*** Opening of THE RECORDS ***

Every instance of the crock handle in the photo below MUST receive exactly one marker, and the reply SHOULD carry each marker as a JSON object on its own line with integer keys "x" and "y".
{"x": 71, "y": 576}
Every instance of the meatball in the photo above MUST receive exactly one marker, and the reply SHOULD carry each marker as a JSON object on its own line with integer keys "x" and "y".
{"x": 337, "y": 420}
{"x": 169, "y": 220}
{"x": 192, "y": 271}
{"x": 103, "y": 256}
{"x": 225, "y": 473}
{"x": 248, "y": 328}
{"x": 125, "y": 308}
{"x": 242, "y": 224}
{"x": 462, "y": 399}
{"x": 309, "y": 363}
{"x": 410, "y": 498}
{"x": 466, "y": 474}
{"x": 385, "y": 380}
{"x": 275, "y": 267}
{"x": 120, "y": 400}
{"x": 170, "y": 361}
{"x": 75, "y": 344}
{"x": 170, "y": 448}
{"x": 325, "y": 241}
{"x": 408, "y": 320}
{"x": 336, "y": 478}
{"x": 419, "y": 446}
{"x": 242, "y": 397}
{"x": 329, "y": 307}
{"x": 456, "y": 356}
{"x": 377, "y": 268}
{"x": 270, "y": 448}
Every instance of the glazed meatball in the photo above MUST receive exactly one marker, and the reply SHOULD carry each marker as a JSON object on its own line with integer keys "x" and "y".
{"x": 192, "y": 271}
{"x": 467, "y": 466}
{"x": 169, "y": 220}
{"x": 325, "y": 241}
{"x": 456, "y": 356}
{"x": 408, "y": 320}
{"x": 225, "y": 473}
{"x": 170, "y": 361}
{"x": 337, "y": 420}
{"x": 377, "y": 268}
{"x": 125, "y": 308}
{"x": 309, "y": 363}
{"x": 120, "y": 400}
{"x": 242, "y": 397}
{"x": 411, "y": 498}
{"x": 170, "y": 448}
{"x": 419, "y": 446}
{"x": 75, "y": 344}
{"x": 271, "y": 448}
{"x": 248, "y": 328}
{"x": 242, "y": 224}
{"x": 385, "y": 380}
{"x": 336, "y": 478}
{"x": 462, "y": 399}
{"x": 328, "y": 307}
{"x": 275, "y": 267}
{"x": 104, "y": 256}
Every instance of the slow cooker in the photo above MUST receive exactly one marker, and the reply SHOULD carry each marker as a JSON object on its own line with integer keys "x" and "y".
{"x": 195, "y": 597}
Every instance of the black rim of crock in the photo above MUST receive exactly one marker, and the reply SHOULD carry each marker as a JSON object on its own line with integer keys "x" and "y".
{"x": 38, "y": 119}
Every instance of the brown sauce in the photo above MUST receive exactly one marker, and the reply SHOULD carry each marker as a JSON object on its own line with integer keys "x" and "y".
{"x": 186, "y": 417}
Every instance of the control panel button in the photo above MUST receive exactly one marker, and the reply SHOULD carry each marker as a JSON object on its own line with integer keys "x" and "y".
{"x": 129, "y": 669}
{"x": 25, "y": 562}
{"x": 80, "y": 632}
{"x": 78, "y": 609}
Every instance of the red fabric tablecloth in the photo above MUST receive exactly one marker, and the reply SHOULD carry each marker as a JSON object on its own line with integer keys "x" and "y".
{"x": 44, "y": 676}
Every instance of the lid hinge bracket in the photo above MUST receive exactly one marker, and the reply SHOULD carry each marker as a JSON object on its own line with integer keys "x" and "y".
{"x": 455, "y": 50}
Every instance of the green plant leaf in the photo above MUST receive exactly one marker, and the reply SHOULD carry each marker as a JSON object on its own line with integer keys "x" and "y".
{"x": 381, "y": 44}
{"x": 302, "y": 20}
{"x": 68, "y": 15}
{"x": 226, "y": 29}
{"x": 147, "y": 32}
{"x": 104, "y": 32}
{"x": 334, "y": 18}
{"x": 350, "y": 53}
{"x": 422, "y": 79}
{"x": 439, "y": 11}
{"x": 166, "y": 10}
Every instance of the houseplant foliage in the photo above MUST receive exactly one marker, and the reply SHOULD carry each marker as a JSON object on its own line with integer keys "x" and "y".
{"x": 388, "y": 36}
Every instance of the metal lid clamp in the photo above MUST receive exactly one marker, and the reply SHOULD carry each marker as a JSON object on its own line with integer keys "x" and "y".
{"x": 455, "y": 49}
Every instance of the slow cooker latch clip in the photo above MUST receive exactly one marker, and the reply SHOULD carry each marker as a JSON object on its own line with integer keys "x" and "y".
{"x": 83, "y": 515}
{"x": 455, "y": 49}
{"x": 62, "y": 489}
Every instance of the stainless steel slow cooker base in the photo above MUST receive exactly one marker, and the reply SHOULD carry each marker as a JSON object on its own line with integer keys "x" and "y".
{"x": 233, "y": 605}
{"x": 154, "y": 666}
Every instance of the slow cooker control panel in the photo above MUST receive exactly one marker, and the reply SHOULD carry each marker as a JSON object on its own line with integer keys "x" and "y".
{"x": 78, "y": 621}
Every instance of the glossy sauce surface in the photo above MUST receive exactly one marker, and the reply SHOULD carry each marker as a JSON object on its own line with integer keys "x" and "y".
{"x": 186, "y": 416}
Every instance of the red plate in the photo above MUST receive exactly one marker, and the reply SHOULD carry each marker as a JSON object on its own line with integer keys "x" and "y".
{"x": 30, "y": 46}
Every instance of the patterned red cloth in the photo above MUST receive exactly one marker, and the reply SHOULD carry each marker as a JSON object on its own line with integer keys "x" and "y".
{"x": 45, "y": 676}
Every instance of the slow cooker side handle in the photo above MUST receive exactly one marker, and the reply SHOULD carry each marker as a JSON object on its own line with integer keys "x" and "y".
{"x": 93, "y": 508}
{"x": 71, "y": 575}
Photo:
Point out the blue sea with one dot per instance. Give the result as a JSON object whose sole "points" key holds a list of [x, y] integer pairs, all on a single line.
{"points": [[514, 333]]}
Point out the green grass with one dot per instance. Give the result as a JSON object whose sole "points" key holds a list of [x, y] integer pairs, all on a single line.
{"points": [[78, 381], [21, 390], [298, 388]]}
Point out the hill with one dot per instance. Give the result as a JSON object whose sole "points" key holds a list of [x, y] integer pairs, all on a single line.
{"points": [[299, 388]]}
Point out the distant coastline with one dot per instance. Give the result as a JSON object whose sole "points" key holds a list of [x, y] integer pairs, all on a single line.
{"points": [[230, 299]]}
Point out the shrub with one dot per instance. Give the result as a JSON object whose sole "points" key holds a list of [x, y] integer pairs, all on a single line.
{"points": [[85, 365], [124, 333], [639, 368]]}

*** Close of THE RECORDS ***

• WHAT NEEDS TO BE DONE:
Could you return the complete listing, word for word?

• RESULT BELOW:
Every instance of the crock handle in the photo below MUST receive exactly one marker, and the reply SHOULD carry each marker as a JSON object on its own line with integer keys "x" and "y".
{"x": 71, "y": 576}
Every instance of the meatball in the photo above MUST receive exactly one marker, and the reply SHOULD carry each marker as a JSON object on its own line with integer keys "x" and "y".
{"x": 337, "y": 420}
{"x": 169, "y": 220}
{"x": 192, "y": 271}
{"x": 103, "y": 256}
{"x": 225, "y": 473}
{"x": 248, "y": 328}
{"x": 125, "y": 308}
{"x": 242, "y": 224}
{"x": 462, "y": 399}
{"x": 309, "y": 363}
{"x": 410, "y": 498}
{"x": 466, "y": 474}
{"x": 385, "y": 380}
{"x": 275, "y": 267}
{"x": 120, "y": 400}
{"x": 170, "y": 361}
{"x": 75, "y": 344}
{"x": 170, "y": 448}
{"x": 325, "y": 241}
{"x": 408, "y": 320}
{"x": 336, "y": 478}
{"x": 419, "y": 446}
{"x": 242, "y": 397}
{"x": 329, "y": 307}
{"x": 456, "y": 356}
{"x": 377, "y": 268}
{"x": 270, "y": 448}
Every instance of the glazed meatball in the photo above MUST receive exactly one marker, and the reply SHOULD carry each marker as a JSON object on its own line with integer keys "x" and "y".
{"x": 192, "y": 271}
{"x": 467, "y": 466}
{"x": 169, "y": 220}
{"x": 325, "y": 241}
{"x": 456, "y": 356}
{"x": 408, "y": 320}
{"x": 225, "y": 473}
{"x": 170, "y": 361}
{"x": 337, "y": 420}
{"x": 377, "y": 268}
{"x": 125, "y": 308}
{"x": 309, "y": 363}
{"x": 120, "y": 400}
{"x": 242, "y": 397}
{"x": 411, "y": 498}
{"x": 170, "y": 448}
{"x": 419, "y": 446}
{"x": 75, "y": 344}
{"x": 271, "y": 448}
{"x": 248, "y": 328}
{"x": 242, "y": 224}
{"x": 385, "y": 380}
{"x": 336, "y": 478}
{"x": 462, "y": 399}
{"x": 328, "y": 307}
{"x": 275, "y": 267}
{"x": 104, "y": 256}
Every instance of the slow cooker in the photo above MUST receive exactly one marker, and the reply SHOULD carry each marker as a JSON object on its own line with integer keys "x" and "y".
{"x": 195, "y": 597}
Every instance of the black rim of crock in the photo above MUST receive exactly one marker, and the reply SHOULD carry each marker as a JSON object on its own line with integer keys "x" and "y".
{"x": 38, "y": 119}
Every instance of the brown sauce in the photo above MUST receive exactly one marker, and the reply SHOULD carry each marker as a JSON object on its own line with integer keys "x" and "y".
{"x": 186, "y": 417}
Every instance of the control panel button in the photo above MUST receive exactly one marker, and the reply SHOULD carry each marker as a JSON object on its own line with integer keys "x" and "y".
{"x": 129, "y": 669}
{"x": 25, "y": 562}
{"x": 80, "y": 632}
{"x": 78, "y": 609}
Every instance of the red fabric tablecloth in the photo above MUST receive exactly one marker, and the reply SHOULD carry each marker as a JSON object on its own line with integer keys "x" and "y".
{"x": 44, "y": 676}
Every instance of the lid hinge bracket in the photo above MUST receive exactly one marker, and the reply SHOULD carry each marker as a JSON object on its own line with integer keys "x" and "y".
{"x": 455, "y": 50}
Every instance of the green plant leaf in the photo above MUST receive exactly one marker, and the reply SHOULD carry each marker as a JSON object on its own line with integer keys "x" and "y".
{"x": 381, "y": 44}
{"x": 302, "y": 20}
{"x": 68, "y": 15}
{"x": 226, "y": 29}
{"x": 147, "y": 32}
{"x": 104, "y": 32}
{"x": 334, "y": 18}
{"x": 350, "y": 53}
{"x": 422, "y": 79}
{"x": 439, "y": 11}
{"x": 166, "y": 10}
Every instance of the houseplant foliage in the photo above MUST receive exactly one marker, and the reply SHOULD carry each marker as a JSON object on its own line with integer keys "x" and "y".
{"x": 388, "y": 36}
Every instance of the metal lid clamp in the photo above MUST receive exactly one marker, and the reply SHOULD carry each marker as a JSON object on its own line with integer keys "x" and "y".
{"x": 455, "y": 49}
Every instance of the slow cooker latch clip in the photo above MUST receive exactly one marker, and the reply SHOULD carry each marker as a JSON object on its own line with integer keys "x" and "y".
{"x": 83, "y": 515}
{"x": 455, "y": 49}
{"x": 62, "y": 489}
Every instance of the stainless steel slow cooker base in the photo above MUST receive exactly one marker, and the reply SHOULD carry each marker as a JSON object on its own line with integer keys "x" and "y".
{"x": 233, "y": 605}
{"x": 154, "y": 666}
Every instance of the slow cooker control panel in the photo above MUST receive exactly one marker, and the reply SHOULD carry each marker as a JSON object on its own line with integer keys "x" and "y".
{"x": 78, "y": 621}
Every instance of the glossy sauce surface in the photo above MUST receive exactly one marker, and the reply SHOULD carry each marker as a JSON object on its own line with integer keys "x" and "y".
{"x": 186, "y": 416}
Every instance of the red plate in the photo above MUST receive exactly one marker, and the reply SHOULD carry each marker as a JSON object on its own line with integer keys "x" and "y".
{"x": 30, "y": 46}
Every instance of the patterned red cloth in the photo above MUST receive exactly one marker, and the reply SHOULD carry each marker as a JSON object on its own line with integer keys "x" and "y".
{"x": 45, "y": 676}
Every instance of the slow cooker side handle in the photo above MUST receive exactly one marker, and the reply SHOULD carry each marker as a JSON object on its own line with integer keys "x" and "y".
{"x": 93, "y": 508}
{"x": 71, "y": 575}
Photo:
Point out the blue sea with one dot per instance. Give the result as a JSON object whose sole "points" key holds a list of [x, y] integer pairs, all on a single line.
{"points": [[514, 333]]}
Point out the green grass with one dot per instance. Give the result as a JSON object whose sole "points" key holds a list of [x, y] integer pairs, all on a single line.
{"points": [[78, 381], [21, 390], [298, 388]]}
Point out the hill with one dot per instance. Give the result as a JSON object whose sole "points" key holds a list of [x, y] integer pairs, all on a single line.
{"points": [[299, 388]]}
Point out the distant coastline with one dot per instance. Give the result as a JSON object whose sole "points" key holds a list of [x, y] integer pairs, all on a single line.
{"points": [[230, 299]]}
Point out the shrub with one dot per instance. Give the result as a JSON object whose sole "points" key holds a list of [x, y] integer pairs, all on a single line.
{"points": [[85, 365], [124, 333], [639, 368]]}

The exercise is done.